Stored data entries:

•••••

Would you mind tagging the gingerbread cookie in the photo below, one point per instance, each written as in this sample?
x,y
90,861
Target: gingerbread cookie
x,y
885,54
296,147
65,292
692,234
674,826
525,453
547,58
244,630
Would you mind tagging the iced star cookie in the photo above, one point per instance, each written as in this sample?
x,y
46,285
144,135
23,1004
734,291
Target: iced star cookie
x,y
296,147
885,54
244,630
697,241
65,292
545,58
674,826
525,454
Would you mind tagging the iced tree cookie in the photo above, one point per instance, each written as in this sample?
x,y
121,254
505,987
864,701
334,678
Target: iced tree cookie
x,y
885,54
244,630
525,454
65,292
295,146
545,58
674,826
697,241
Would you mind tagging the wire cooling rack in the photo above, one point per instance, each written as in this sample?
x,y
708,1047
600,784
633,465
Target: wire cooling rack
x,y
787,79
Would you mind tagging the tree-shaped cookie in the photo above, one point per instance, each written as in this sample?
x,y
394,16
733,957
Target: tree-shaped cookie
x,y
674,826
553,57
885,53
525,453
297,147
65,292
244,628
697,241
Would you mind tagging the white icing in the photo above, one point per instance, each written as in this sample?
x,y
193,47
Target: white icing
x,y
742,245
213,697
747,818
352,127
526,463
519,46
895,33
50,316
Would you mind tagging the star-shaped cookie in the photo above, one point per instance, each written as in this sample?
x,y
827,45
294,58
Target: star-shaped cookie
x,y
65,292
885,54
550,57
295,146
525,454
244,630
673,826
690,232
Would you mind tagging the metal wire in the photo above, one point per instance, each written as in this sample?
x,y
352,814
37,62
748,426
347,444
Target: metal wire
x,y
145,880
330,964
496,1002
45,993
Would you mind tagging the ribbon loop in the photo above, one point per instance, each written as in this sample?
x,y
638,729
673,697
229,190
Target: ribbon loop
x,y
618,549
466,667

•••••

▶ **EXERCISE DETAILS**: Read the entries and select each line where the word "written" is found.

▶ **ANSWER BOX**:
Would you mind tagging the gingerbread cookie in the photo below, one point per instance, each written as in this sample?
Would you mind tagging the iced star cookie in the photo above, one point per instance, each written as in this sample?
Would you mind tagging the iced tree cookie in the photo above, one point per instance, each written as in this sample?
Would you mind tagging the wire cooling rack in the photo above, one point per instance, each written as in this sample?
Would you mind tagging the tree-shaped cookie in the photo above, one point per instance, each written as in this sample?
Would you mind tagging the white icing in the photo above, one point per instance, each written as in this sample?
Would you mind tagging the star-shaped cookie in the photo above, one point per instance, each written as in this sample?
Would you mind tagging the metal wire in the photo above, one point per instance, each written as in this sample?
Would you mind tagging the ribbon loop in the photo above, one point per instance, each written as in this sample?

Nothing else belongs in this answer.